Assignment A: List every statutory subsection reference that the sentencing excerpt cites in parentheses.
Assignment B: Reproduce the part of the sentencing excerpt from "[19]     A number" up to and including "of the offending.".

Passage provided:

Aggravating and mitigating features

[19]     A number of significant aggravating features are present.  K was particularly vulnerable, being only six years old when the offending began and when the sodomy first occurred (s 9(1)(g)).   The offending amounted to a gross breach of trust (s

9(1)(f)).  You were in a position of trust as the after school carer for the girls while

their mother worked, and as a surrogate father whom they called “papa”.

[20]     The  offending  was  premeditated  (s  9(1)(i)),  repetitive  and  prolonged, extending over a period of three years.  The extent of the effect of the offending on the victims’ childhood, as well as the serious resulting harm caused by the offending is set out in the victim impact statements (s 9(1)(d)).

[21]     There are no mitigating features of the offending.

[22]     Both  the  Crown  and  defence  have  referred  to  cases  involving  historical sexual abuse and those applying contemporary sentencing principles when similar offending came before the Courts at a time proximate to its occurrence.

[23]     In my view, the following decisions are useful in considering the appropriate starting point.  As the lead offence is sodomy, I have looked at other sodomy cases and then will consider the other offences in applying an uplift.

Source data:

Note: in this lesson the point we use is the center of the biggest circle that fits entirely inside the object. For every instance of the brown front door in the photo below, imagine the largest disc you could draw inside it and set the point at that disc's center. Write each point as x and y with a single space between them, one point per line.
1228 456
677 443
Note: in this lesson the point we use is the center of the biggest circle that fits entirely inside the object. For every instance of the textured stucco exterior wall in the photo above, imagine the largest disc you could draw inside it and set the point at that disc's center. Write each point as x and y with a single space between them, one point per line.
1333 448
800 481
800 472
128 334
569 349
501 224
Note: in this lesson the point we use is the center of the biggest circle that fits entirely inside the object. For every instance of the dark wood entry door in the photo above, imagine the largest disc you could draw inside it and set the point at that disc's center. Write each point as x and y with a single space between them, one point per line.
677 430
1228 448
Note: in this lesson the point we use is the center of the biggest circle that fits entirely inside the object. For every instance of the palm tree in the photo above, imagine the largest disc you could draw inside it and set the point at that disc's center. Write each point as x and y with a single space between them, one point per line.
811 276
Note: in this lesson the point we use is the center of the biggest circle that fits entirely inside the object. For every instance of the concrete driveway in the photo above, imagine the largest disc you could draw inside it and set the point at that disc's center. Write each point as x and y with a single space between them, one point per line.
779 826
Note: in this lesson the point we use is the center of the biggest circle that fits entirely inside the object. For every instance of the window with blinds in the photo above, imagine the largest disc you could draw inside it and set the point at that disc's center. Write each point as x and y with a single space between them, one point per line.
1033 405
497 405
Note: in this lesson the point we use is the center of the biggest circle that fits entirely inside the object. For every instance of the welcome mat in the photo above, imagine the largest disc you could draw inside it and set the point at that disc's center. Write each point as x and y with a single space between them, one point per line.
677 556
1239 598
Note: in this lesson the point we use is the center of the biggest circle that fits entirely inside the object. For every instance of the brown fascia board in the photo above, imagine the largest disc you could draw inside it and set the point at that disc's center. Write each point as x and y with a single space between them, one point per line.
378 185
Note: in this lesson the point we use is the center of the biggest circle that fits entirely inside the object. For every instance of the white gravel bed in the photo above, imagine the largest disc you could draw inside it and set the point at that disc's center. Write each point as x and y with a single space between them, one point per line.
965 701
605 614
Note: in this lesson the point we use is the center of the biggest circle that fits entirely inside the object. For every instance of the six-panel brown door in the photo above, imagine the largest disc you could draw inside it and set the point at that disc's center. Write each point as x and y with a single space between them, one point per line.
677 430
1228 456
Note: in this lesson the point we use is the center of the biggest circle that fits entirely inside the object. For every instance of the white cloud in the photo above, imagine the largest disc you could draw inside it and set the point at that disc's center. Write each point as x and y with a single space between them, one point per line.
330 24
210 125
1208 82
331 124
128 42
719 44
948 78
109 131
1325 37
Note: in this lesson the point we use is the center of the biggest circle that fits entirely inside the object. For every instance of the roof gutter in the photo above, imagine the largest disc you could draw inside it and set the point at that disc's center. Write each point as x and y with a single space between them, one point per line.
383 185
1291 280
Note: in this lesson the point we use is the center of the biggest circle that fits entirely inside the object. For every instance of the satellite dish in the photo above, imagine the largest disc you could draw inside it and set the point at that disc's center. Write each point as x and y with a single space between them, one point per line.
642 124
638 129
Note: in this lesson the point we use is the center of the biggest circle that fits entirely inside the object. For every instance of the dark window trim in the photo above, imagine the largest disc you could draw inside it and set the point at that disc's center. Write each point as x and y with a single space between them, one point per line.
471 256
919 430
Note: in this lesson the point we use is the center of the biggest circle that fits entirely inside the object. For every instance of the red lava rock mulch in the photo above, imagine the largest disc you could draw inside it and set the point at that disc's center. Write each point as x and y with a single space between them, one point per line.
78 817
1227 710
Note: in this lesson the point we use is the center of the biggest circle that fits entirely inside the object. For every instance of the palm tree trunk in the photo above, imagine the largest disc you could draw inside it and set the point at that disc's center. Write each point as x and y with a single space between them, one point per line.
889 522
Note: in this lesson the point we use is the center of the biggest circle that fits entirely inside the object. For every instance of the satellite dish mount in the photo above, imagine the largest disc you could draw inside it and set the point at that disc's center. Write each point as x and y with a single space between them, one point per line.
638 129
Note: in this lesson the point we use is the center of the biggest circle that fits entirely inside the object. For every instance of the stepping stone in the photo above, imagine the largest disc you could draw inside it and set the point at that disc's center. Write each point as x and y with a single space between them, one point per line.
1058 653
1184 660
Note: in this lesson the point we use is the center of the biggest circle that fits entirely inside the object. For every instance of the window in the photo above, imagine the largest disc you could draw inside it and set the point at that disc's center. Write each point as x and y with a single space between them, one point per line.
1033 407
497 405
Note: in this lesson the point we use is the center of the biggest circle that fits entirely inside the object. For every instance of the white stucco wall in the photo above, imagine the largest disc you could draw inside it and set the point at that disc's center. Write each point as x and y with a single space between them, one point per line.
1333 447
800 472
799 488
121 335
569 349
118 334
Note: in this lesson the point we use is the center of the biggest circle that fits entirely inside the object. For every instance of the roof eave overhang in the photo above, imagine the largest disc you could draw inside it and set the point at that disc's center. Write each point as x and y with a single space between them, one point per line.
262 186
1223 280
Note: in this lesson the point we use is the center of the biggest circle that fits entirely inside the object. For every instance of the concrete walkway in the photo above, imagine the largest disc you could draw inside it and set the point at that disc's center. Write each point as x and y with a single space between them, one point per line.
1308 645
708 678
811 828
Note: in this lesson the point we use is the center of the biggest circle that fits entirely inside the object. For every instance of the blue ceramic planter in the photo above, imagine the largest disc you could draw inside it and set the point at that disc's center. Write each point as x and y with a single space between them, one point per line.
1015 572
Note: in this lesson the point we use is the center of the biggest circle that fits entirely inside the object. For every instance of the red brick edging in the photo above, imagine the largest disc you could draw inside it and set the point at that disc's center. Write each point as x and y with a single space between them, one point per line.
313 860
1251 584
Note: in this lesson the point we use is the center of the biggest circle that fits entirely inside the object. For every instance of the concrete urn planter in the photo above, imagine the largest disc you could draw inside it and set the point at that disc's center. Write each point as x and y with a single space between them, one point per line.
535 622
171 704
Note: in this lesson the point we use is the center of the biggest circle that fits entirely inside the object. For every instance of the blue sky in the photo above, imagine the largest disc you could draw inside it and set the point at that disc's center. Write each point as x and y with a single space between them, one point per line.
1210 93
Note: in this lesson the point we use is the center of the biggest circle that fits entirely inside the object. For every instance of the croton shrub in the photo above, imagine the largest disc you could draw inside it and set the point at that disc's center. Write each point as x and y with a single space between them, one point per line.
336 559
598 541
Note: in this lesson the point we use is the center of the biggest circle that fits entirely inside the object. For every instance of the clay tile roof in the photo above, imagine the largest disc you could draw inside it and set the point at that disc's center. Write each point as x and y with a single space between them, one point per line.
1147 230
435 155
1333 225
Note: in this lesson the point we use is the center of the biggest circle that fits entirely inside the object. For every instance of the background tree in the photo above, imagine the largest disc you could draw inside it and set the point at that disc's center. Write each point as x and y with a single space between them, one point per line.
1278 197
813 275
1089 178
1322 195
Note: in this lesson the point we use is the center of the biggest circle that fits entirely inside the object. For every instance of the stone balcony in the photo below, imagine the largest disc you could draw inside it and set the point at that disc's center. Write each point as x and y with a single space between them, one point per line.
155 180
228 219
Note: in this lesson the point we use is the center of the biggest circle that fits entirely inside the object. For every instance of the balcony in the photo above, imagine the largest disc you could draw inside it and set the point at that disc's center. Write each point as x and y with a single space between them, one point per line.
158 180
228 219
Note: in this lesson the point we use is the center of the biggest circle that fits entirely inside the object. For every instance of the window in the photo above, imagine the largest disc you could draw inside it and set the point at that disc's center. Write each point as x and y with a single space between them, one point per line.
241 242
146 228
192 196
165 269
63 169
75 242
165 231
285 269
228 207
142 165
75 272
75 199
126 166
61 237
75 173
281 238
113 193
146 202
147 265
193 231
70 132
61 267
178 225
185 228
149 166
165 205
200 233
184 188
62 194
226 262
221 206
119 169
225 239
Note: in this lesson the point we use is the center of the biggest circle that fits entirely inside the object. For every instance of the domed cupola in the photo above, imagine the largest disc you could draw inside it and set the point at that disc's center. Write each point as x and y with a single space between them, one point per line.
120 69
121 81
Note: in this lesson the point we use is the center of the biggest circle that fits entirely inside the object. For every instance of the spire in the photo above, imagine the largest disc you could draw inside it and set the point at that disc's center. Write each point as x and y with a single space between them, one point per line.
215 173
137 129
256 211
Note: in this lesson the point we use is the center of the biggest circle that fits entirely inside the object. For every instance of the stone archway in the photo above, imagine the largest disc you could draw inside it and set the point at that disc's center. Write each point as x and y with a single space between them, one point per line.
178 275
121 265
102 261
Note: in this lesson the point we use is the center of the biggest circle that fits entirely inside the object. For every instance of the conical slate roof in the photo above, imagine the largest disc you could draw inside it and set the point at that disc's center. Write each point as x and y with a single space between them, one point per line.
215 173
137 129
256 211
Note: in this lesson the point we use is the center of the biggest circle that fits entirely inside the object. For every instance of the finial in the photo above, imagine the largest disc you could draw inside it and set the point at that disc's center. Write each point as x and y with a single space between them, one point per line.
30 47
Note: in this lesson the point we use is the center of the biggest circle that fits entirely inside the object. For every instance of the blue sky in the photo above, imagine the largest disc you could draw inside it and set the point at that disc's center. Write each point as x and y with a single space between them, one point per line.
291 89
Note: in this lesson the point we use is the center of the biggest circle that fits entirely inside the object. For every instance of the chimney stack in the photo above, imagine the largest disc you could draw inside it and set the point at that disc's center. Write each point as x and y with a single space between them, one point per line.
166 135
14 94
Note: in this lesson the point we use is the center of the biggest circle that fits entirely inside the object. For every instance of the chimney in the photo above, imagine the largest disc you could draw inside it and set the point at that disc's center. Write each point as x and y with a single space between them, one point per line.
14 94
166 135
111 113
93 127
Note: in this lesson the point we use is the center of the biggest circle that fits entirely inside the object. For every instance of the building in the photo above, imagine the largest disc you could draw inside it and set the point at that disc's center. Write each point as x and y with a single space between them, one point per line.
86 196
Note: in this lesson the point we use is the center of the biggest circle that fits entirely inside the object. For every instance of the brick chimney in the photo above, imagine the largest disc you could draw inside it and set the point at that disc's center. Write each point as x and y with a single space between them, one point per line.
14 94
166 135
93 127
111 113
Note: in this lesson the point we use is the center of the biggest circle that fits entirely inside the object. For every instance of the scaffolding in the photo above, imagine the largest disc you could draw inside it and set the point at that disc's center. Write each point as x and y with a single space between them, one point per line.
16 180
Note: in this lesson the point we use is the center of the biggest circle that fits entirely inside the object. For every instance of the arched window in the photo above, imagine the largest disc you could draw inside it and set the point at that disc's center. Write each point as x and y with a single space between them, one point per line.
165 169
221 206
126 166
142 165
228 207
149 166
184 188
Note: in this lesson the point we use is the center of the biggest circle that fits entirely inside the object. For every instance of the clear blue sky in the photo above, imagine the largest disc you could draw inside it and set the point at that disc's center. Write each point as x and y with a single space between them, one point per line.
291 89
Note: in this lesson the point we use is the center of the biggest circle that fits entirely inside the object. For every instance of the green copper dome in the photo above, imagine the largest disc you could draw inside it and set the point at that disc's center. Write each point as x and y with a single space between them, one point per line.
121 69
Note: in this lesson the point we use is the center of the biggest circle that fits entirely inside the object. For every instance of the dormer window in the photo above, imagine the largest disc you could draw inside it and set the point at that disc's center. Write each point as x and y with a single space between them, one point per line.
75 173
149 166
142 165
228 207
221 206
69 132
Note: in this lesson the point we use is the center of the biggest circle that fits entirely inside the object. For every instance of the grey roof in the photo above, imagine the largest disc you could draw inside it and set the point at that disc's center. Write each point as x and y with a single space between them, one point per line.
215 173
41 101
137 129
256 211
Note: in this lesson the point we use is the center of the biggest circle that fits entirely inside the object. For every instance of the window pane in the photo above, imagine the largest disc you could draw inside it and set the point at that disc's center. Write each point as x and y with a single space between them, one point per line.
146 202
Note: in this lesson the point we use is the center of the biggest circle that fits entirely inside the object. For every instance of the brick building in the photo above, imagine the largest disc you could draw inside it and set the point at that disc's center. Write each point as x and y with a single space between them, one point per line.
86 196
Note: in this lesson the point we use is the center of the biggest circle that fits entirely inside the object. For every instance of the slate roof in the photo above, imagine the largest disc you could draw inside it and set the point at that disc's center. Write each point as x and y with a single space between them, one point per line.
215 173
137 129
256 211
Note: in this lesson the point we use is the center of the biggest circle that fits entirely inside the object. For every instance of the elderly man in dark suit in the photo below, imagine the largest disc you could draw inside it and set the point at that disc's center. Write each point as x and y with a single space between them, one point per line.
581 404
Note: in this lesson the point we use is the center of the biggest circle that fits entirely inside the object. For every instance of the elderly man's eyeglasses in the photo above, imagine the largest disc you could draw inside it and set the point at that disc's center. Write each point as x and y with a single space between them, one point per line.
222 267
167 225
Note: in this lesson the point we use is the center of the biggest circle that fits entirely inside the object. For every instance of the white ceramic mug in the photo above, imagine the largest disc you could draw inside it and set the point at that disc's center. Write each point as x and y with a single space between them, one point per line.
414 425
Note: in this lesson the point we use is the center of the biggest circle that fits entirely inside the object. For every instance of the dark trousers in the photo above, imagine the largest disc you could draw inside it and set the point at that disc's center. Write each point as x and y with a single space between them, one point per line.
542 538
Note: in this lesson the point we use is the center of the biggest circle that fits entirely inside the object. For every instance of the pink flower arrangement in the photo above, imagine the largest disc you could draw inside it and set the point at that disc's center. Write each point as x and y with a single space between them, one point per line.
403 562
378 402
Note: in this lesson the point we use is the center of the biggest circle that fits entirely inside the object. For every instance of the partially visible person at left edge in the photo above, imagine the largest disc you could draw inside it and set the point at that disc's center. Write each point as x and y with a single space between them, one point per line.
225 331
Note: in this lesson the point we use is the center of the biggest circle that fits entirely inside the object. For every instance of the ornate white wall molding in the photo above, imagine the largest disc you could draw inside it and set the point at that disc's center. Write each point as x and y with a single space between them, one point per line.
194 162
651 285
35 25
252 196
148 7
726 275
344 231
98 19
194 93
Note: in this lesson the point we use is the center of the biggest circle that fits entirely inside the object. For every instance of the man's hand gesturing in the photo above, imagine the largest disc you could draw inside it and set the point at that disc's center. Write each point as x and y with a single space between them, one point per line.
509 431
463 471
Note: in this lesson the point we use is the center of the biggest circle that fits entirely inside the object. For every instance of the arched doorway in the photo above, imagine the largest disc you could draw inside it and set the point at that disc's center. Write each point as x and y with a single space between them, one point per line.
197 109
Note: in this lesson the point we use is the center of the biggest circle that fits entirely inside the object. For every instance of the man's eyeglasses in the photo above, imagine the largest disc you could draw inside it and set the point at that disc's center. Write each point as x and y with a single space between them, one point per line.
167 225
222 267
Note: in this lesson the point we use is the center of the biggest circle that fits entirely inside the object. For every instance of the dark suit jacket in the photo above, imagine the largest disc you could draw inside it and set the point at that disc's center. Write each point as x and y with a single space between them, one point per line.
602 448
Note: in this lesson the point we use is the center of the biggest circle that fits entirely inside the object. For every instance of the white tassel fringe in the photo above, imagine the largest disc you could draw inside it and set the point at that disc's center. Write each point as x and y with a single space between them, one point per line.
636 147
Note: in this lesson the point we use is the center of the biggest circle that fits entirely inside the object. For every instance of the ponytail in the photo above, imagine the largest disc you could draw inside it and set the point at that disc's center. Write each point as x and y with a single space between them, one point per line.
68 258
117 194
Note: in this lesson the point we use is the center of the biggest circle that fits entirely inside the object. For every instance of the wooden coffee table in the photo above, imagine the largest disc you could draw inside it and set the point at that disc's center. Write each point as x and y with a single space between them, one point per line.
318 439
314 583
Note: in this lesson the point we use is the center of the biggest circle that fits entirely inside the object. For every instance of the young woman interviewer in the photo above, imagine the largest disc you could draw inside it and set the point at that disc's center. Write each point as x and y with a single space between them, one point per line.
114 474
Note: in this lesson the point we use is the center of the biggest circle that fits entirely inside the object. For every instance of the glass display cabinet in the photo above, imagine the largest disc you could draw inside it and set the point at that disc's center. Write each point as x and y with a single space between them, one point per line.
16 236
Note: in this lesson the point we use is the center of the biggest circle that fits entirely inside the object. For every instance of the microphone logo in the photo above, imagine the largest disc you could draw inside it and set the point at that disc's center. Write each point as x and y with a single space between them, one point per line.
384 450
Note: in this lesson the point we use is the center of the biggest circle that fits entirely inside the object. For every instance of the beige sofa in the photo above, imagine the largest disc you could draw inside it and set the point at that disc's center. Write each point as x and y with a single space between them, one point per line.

Reply A:
- s 9(1)(g)
- s 9(1)(f)
- s 9(1)(i)
- s 9(1)(d)

Reply B:
[19]     A number of significant aggravating features are present.  K was particularly vulnerable, being only six years old when the offending began and when the sodomy first occurred (s 9(1)(g)).   The offending amounted to a gross breach of trust (s

9(1)(f)).  You were in a position of trust as the after school carer for the girls while

their mother worked, and as a surrogate father whom they called “papa”.

[20]     The  offending  was  premeditated  (s  9(1)(i)),  repetitive  and  prolonged, extending over a period of three years.  The extent of the effect of the offending on the victims’ childhood, as well as the serious resulting harm caused by the offending is set out in the victim impact statements (s 9(1)(d)).

[21]     There are no mitigating features of the offending.